§ Information given

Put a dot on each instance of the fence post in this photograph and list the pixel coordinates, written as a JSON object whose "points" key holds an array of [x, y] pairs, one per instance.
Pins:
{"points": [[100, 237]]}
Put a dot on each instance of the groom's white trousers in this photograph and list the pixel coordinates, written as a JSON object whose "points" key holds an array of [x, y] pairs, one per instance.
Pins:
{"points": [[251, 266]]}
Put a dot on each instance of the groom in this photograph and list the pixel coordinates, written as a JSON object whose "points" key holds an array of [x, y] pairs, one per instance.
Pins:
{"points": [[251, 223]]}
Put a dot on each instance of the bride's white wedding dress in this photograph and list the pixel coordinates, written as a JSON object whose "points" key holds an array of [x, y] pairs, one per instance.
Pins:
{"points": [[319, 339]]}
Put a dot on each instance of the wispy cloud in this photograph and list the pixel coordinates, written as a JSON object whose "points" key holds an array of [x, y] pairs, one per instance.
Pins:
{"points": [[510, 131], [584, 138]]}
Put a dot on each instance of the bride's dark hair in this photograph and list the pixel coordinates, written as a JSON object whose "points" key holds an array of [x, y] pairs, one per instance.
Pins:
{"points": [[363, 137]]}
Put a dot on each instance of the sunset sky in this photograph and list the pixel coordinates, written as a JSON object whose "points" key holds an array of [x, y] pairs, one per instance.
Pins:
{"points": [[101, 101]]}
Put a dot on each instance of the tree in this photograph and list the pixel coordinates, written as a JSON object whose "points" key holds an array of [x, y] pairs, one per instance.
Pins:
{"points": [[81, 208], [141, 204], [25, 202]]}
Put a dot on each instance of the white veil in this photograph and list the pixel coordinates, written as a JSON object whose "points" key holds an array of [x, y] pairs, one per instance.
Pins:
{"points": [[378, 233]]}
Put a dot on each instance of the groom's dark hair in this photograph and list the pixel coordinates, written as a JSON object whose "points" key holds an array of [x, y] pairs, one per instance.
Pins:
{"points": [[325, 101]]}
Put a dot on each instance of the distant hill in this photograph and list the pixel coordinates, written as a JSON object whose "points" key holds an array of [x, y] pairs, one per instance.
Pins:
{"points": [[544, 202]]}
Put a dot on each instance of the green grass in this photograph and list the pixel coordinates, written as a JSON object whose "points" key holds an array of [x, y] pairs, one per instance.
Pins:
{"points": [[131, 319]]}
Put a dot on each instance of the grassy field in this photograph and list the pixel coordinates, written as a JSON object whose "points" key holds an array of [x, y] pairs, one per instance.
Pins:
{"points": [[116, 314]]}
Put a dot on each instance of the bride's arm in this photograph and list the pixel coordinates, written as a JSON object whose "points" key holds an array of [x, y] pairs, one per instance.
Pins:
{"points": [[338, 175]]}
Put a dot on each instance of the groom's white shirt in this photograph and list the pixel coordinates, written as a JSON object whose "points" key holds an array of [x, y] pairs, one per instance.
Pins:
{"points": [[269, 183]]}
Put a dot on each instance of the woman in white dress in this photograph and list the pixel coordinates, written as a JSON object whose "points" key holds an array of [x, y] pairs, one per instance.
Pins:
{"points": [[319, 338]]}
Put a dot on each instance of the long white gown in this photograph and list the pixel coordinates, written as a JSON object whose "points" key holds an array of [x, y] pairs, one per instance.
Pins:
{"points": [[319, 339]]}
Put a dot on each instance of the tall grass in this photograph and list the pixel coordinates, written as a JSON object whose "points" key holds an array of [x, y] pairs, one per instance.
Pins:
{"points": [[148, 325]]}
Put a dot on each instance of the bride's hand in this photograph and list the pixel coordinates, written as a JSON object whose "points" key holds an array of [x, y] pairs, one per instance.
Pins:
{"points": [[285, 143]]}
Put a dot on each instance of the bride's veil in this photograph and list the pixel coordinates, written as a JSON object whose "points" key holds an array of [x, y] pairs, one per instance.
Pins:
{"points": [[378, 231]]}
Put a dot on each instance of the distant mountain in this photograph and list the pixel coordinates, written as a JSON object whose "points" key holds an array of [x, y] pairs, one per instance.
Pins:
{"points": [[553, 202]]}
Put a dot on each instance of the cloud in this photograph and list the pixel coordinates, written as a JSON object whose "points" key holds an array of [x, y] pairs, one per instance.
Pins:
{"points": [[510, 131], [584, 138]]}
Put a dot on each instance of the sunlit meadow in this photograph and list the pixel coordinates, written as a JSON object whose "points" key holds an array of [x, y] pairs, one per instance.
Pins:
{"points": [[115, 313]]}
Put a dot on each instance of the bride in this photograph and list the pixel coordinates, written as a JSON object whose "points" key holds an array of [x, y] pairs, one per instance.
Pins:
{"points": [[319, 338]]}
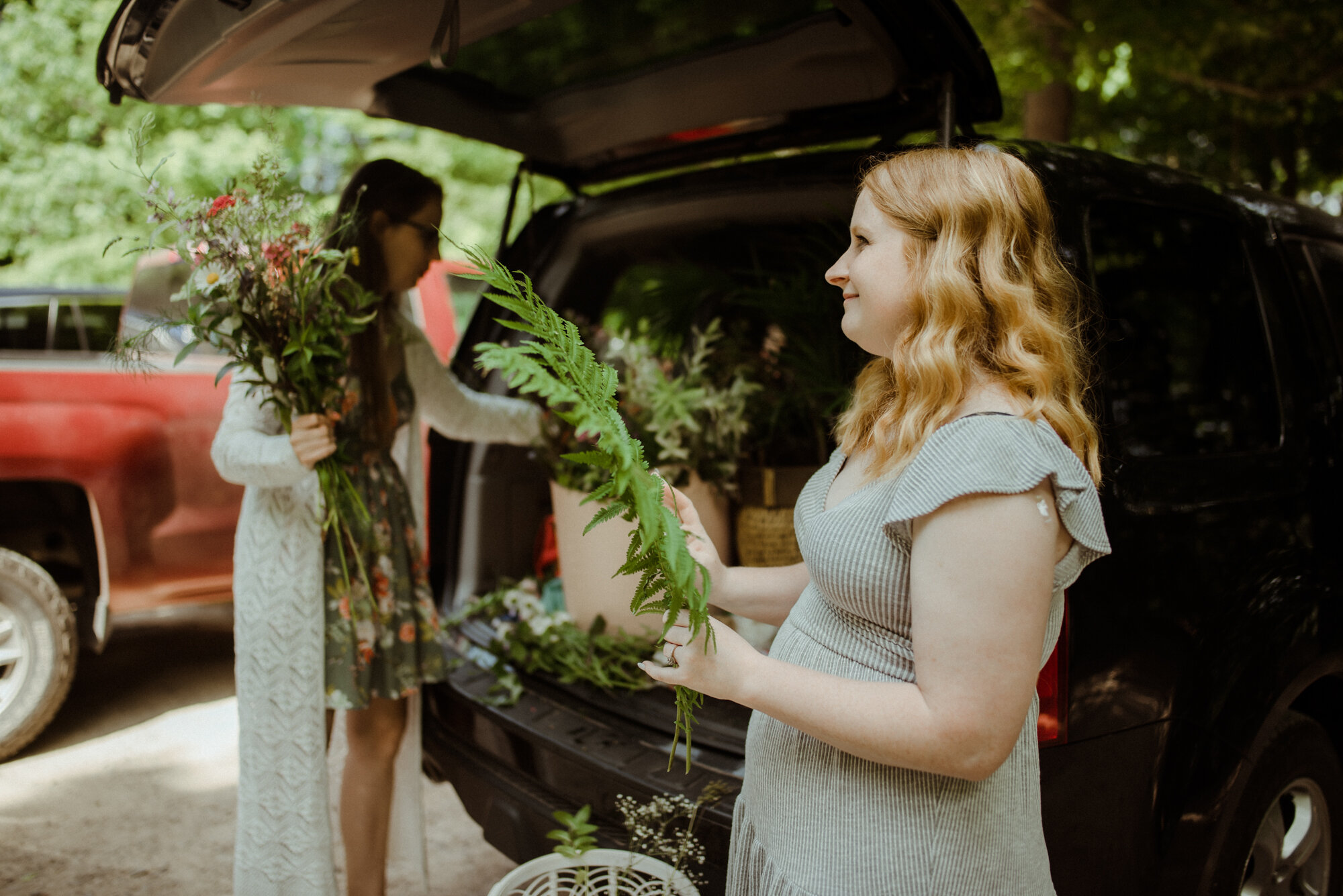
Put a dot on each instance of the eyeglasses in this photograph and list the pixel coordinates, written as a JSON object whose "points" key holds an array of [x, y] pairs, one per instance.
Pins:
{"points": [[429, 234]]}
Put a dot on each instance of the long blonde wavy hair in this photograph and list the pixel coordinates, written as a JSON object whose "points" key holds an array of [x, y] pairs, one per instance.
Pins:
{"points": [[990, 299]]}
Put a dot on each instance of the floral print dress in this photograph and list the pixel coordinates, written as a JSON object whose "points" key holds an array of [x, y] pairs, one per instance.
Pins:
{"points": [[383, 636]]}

---

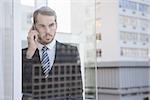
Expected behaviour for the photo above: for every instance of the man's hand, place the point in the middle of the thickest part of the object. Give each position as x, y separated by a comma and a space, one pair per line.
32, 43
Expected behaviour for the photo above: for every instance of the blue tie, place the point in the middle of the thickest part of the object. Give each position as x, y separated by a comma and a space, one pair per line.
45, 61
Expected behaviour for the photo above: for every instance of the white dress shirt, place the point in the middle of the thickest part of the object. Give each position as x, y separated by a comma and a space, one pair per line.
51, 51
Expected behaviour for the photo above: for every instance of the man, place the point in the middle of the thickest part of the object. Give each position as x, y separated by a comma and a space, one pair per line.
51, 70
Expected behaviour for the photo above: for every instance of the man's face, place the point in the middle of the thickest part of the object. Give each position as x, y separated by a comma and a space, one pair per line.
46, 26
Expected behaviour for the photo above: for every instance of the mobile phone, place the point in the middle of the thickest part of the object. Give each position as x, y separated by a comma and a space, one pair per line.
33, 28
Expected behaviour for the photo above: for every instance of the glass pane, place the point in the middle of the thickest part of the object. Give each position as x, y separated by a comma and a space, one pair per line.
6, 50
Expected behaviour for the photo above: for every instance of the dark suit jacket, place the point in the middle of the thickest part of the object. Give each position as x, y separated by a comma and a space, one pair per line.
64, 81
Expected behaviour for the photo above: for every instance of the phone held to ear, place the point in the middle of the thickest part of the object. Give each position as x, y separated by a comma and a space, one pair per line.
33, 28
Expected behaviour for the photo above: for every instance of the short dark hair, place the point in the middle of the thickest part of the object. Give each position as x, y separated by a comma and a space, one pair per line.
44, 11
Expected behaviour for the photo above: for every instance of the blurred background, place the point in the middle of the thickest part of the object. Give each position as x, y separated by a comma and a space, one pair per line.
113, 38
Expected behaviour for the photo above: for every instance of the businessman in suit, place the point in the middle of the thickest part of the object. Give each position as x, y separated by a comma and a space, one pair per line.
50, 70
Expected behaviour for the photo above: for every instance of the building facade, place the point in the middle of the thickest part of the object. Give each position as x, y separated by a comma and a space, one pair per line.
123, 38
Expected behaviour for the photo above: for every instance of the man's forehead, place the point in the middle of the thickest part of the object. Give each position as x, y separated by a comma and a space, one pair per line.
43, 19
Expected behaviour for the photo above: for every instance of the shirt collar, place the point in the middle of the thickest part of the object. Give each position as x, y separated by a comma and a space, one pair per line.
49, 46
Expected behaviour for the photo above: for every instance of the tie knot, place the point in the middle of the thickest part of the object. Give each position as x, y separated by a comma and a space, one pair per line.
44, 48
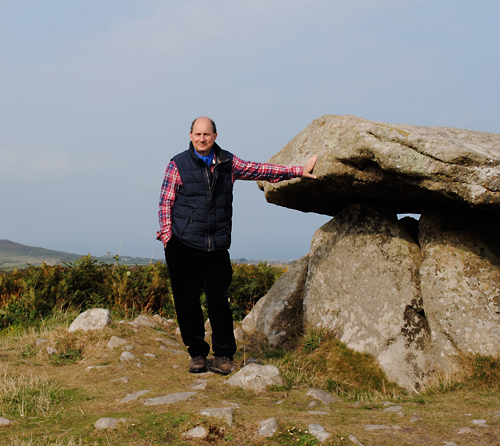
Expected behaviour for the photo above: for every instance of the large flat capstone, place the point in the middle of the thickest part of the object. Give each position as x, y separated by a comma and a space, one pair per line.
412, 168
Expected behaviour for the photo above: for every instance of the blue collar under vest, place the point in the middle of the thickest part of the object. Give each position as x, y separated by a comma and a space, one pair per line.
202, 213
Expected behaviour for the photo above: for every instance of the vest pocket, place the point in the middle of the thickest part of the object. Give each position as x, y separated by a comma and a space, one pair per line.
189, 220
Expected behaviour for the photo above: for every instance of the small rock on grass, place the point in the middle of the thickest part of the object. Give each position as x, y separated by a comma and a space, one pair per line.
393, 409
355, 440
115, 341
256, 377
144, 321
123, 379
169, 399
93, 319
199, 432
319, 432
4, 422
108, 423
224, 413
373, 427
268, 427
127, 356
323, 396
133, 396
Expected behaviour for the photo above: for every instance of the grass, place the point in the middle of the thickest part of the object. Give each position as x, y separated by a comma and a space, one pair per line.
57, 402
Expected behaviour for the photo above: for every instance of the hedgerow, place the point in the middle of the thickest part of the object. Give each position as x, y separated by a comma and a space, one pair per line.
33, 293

...

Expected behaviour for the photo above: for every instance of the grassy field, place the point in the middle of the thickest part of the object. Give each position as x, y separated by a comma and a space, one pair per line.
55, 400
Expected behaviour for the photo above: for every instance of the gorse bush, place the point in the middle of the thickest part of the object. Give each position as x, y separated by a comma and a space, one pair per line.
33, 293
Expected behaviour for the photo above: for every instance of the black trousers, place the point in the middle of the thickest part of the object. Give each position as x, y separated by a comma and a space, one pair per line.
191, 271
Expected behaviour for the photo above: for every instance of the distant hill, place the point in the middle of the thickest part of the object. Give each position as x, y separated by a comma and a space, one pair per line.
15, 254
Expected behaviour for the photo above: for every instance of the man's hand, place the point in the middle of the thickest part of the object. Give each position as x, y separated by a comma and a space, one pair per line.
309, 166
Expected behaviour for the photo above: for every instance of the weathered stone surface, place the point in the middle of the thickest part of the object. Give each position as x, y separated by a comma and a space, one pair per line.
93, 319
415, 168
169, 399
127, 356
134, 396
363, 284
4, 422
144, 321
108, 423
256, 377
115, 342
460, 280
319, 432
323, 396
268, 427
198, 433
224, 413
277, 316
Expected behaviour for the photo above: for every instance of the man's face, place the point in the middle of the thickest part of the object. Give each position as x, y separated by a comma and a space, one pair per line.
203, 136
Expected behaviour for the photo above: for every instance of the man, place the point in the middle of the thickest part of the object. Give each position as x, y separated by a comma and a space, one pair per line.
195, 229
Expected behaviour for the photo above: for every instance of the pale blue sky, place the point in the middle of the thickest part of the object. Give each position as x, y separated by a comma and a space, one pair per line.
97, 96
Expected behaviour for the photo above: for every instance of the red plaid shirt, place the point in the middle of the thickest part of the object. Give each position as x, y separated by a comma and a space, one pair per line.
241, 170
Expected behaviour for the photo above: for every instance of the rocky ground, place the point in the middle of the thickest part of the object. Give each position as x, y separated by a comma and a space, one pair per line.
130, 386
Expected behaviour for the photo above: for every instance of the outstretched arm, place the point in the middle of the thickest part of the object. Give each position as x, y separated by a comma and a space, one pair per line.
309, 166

§ Action item
Extract every line containing the string "groom" from the material.

§ Reply to the exercise
Put a dot on each instance of the groom's white trousers in this photograph and list the pixel coordinates, written as a JSON object whose "points" key holds an array of [x, y] pairs, one per instance.
Put a dot on each instance of the groom in this photograph and list the pixel coordinates, written as a JSON object whose "points" key holds an array of [x, y] pairs, one per instance.
Put a dot on each instance of the groom's dark hair in this photograph and list the pixel coordinates, written as a JSON object whose "points" key holds an array of [x, y] pairs, one per instance.
Put a dot on each instance of the groom's white shirt in this photograph and list the pixel coordinates, written as a JSON object whose "points" key holds an array of [x, y] pairs, one per instance.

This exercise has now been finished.